## PROBLEM DESCRIPTION
Pick up the write-up on testing a vision-language model against answer-letter case and white-noise images, and carry it on from its final sentence.
____ EXERCISE PASSAGE
In order to run this you will first have to install llms-eval library which might not work on mac.

Full code example at: https://github.com/IBM/unitxt/blob/main/examples/robustness_testing_for_vision_text_models.py

In this setup:

  • Cards and Enumerators: We test both “cards.ai2d” and “cards.seed_bench” datasets, varying the enumeration of multiple-choice answers with either “capitals” (A, B, C) or “lowercase” (a, b, c).

  • Noise Augmentation: We simulate “old TV” white noise with “augmentors.image.white_noise”, obscuring 30% of the image pixels to evaluate the model’s performance on degraded visuals.

The model we use is the one vision model who recently gained popularity at the open source vision-language community.

Visual Examples From The Data

Example from AI2D:

Results

With Uppercase

With Lowercase

Which of these define oil.
A. b
B. a
C. d
D. k.
Answer with the option's letter from the given choices directly.
D
Which of these define oil.
a. b
b. a
c. d
d. k.
Answer with the option's letter from the given choices directly.
d

Example from Seed-bench:

Results

With Uppercase

With Lowercase

How many men are on the airplane in the image?
A. One
B. Two
C. Three
D. Four
Answer with the option's letter from the given choices directly.
B
How many men are on the airplane in the image?
a. One
b. Two
c. Three
d. Four
Answer with the option's letter from the given choices directly.
b

Results: Performance Across Formats and Noise Levels

Below are the results for each setup. Note that “Uppercase” indicates multiple-choice questions with capitalized answer options, while “Lowercase” uses lowercase options. The percentage differences between clean images and those with white noise provide insight into how sensitive the model is to these variations.
________
____ INFORMATION
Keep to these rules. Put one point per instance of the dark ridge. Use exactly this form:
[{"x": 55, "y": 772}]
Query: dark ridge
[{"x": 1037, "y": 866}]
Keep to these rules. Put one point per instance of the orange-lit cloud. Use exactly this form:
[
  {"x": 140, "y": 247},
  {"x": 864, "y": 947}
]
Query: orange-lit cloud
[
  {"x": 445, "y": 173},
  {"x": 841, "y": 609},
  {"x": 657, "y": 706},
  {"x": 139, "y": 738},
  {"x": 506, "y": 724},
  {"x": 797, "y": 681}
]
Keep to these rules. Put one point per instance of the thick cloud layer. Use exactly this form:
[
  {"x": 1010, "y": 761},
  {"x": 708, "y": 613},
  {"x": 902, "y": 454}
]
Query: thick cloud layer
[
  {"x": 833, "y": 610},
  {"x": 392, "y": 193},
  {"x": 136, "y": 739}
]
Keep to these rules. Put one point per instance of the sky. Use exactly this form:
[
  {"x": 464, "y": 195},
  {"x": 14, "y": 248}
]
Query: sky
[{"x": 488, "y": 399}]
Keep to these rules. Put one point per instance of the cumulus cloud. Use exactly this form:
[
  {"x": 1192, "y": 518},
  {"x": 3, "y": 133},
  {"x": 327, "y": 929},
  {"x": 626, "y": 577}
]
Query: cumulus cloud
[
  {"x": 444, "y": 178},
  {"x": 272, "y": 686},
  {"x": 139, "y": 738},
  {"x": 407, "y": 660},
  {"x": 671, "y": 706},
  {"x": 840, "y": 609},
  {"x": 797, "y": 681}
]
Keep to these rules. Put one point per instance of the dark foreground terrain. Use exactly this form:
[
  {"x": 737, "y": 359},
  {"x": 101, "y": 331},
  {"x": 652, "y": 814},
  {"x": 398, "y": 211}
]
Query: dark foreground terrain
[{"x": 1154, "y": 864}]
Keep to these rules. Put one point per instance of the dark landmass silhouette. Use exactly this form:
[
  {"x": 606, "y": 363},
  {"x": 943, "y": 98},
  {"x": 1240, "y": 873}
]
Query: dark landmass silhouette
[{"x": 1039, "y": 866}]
________
## OUTPUT FOR THIS EXERCISE
Results

These results reveal a significant performance drop when noise is introduced, particularly with lowercase answer enumeration. On the Seed-Bench dataset, for example, the lowercase format drops from 0.24 to 0.17 with noise—a 29.17% reduction. Meanwhile, the capitalized options show a smaller but still notable drop, from 0.75 to 0.71 (a 5.33% decrease). The AI2D dataset shows similar patterns, with the capitalized options decreasing from 0.82 to 0.75 under noise (an 8.54% drop), while lowercase options remain consistent at 0.53 across conditions. This highlights variability between datasets and how sensitive performance can be to noise, particularly for lowercase answer options.

These findings emphasize a crucial takeaway: if you have noisy data, framing your questions and options correctly is essential. Small changes in formatting can make a big difference, so for robust performance, remember—if your data is noisy, you’d better ask your model in the right way!

Conclusion: Understanding and Addressing Model Sensitivities

Our test with Unitxt demonstrates that models can be highly sensitive to seemingly minor variations, such as noise in images and the formatting of answer choices. The “old TV” white noise consistently reduced performance, especially when combined with lowercase enumeration.

By using tools like Unitxt, we can quickly evaluate these nuances and gain a deeper understanding of model strengths and weaknesses. Knowing these sensitivities helps in designing more robust models and ensures they’re better suited for real-world conditions—whether they encounter noisy images or unexpected answer formats. As the largest hub for datasets and a wide range of data augmentation operators, Unitxt empowers comprehensive testing, making it a go-to resource for building resilient, real-world-ready AI models.